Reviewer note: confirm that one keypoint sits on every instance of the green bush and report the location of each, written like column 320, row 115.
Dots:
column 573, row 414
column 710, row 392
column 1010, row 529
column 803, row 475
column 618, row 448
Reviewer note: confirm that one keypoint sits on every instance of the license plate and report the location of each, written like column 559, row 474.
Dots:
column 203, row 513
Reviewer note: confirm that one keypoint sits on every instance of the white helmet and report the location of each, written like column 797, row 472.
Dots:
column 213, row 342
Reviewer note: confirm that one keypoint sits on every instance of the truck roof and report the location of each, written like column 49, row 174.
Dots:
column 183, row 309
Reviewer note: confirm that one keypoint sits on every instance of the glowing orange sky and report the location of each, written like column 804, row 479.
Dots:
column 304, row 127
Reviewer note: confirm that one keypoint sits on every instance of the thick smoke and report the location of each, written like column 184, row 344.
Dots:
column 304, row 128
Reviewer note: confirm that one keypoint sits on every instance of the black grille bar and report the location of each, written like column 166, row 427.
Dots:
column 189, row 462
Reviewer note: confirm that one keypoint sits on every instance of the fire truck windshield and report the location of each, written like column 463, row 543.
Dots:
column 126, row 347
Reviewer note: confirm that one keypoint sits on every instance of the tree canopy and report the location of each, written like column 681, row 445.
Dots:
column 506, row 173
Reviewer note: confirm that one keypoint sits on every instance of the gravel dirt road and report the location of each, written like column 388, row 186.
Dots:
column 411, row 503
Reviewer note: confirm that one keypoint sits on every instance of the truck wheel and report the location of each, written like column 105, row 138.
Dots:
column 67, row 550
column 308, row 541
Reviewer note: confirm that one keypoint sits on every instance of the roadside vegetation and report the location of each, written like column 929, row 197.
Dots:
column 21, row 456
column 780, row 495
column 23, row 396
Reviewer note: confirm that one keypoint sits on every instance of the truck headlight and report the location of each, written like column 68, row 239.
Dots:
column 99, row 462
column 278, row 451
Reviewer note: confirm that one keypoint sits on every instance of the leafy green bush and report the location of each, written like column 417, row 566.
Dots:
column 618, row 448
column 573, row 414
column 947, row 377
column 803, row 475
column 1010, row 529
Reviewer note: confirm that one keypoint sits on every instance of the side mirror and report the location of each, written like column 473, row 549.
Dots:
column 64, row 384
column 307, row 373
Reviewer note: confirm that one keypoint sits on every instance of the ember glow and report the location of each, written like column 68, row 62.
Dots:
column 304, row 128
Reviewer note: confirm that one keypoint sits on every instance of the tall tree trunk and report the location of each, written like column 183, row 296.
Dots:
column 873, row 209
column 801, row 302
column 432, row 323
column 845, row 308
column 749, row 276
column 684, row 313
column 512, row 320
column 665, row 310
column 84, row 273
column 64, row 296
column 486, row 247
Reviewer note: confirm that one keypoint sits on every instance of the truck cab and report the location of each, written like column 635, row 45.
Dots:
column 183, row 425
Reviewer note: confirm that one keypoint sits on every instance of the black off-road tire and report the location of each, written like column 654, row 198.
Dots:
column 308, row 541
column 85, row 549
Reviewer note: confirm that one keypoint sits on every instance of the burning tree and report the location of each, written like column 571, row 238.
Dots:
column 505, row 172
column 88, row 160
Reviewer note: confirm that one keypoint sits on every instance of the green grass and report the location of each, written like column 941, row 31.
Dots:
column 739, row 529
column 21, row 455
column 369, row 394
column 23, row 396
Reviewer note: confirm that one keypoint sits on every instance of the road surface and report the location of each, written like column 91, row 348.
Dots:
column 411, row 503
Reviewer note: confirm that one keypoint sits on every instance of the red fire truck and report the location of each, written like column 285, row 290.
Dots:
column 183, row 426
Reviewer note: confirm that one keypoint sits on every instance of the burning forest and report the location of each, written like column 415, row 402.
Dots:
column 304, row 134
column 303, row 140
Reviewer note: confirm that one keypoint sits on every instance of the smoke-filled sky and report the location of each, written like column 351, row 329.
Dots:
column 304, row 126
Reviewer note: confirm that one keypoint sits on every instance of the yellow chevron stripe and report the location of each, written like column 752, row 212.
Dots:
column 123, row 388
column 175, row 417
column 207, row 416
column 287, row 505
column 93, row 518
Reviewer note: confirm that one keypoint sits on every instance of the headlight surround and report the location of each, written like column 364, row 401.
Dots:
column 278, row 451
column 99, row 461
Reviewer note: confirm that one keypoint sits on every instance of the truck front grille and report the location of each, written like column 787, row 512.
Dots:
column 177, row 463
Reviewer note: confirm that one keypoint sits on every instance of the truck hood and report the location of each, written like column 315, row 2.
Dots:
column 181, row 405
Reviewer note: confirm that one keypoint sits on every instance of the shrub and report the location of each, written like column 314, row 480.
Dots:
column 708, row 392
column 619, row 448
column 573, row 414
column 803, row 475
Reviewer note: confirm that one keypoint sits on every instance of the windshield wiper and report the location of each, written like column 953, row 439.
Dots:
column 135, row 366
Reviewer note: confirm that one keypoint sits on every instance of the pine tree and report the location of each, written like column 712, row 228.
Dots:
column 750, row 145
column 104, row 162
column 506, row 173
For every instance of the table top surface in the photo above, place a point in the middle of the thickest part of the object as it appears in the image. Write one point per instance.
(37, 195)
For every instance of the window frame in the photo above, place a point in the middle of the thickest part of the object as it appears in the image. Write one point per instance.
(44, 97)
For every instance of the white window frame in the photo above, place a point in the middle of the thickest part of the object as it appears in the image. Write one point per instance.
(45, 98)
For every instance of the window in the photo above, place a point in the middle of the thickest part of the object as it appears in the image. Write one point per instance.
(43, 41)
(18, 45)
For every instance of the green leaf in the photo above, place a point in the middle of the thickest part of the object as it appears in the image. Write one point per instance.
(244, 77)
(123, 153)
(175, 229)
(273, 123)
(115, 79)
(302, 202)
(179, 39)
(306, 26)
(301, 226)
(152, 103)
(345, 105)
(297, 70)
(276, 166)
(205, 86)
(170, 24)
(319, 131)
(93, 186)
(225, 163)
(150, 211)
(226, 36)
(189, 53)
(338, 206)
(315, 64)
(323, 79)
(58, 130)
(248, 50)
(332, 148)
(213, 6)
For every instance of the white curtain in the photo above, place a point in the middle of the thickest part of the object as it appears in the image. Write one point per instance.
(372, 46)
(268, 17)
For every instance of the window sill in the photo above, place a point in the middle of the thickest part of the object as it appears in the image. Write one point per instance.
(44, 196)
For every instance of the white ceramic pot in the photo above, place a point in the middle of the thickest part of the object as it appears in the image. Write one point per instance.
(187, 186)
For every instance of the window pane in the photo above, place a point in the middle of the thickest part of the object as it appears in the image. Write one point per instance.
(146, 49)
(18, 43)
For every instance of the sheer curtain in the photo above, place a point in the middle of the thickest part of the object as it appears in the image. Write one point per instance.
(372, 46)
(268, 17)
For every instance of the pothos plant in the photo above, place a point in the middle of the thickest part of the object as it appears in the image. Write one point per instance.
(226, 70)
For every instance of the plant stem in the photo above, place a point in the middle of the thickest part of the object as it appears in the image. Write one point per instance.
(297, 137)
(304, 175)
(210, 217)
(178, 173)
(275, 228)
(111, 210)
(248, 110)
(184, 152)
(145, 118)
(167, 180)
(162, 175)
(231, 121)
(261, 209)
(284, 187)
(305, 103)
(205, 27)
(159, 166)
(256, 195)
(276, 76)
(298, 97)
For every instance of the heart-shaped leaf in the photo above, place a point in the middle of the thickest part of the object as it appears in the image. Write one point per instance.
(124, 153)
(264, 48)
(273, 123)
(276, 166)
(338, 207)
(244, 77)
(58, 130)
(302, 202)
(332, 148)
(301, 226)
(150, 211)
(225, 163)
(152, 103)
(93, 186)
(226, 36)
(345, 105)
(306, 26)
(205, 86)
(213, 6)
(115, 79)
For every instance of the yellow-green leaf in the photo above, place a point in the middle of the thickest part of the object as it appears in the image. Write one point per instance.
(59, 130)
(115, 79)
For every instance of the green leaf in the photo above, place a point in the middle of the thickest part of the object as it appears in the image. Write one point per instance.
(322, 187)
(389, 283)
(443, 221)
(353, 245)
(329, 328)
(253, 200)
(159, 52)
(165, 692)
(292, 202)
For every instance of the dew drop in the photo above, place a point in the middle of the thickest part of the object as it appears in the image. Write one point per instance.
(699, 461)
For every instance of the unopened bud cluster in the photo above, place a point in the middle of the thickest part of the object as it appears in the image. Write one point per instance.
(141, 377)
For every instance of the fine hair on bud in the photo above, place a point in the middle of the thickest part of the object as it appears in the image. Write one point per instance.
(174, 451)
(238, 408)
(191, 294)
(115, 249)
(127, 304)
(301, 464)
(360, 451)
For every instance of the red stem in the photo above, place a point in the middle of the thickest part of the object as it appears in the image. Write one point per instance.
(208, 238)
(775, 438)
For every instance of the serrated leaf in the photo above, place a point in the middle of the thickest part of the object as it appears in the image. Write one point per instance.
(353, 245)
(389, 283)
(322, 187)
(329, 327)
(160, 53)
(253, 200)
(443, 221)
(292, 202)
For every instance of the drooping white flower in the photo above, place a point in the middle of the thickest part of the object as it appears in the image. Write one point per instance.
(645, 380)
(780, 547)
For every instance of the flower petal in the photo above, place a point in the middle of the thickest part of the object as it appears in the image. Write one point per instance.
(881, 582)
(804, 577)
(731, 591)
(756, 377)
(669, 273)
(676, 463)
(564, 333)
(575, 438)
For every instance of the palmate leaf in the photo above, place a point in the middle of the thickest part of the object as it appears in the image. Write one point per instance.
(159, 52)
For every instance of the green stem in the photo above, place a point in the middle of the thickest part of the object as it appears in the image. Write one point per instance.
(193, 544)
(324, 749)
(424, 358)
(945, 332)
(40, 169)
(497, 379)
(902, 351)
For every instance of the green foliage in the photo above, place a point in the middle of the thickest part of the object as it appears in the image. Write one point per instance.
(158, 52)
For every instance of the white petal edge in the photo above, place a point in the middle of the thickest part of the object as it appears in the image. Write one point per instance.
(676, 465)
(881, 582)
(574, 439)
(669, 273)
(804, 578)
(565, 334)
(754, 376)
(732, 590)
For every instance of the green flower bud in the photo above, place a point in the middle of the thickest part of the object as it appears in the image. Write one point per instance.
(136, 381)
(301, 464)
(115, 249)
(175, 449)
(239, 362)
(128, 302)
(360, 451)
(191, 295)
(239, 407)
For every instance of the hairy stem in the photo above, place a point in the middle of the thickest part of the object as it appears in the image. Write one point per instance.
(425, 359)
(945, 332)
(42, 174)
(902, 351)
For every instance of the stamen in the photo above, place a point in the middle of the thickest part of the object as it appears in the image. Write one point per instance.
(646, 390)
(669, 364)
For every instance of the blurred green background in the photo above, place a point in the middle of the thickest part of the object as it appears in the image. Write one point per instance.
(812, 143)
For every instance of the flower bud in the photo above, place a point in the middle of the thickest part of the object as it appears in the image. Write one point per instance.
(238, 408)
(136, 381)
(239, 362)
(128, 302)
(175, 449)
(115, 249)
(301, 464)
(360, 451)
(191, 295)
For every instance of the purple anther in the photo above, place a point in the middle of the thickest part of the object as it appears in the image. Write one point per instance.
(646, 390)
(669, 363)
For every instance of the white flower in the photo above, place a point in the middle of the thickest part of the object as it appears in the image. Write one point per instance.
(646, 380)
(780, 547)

•••••

* What this task involves
Reproduce the lines above word for word, from the first line of the records through the line containing "column 126, row 347".

* The completed task
Reviewer note: confirm that one keypoint sits on every instance of the green bush and report the location of each, written like column 320, row 115.
Dots:
column 573, row 414
column 710, row 392
column 1010, row 529
column 803, row 475
column 618, row 448
Reviewer note: confirm that one keypoint sits on every instance of the license plate and report the location of each, written like column 559, row 474.
Dots:
column 203, row 513
Reviewer note: confirm that one keypoint sits on every instance of the white helmet and report the location of each, written like column 797, row 472.
Dots:
column 213, row 342
Reviewer note: confirm that one keypoint sits on every instance of the truck roof and report the location of each, written like column 49, row 174.
Dots:
column 183, row 309
Reviewer note: confirm that one keypoint sits on every instance of the glowing orange sky and report the location of each, written like column 804, row 479.
Dots:
column 304, row 127
Reviewer note: confirm that one keypoint sits on every instance of the thick smoke and report the location of each, written like column 184, row 344.
Dots:
column 304, row 128
Reviewer note: confirm that one keypoint sits on every instance of the black grille bar and report the location of each, written like column 166, row 427.
Dots:
column 189, row 462
Reviewer note: confirm that one keypoint sits on every instance of the fire truck windshield and report the location of each, written like column 463, row 543.
Dots:
column 126, row 347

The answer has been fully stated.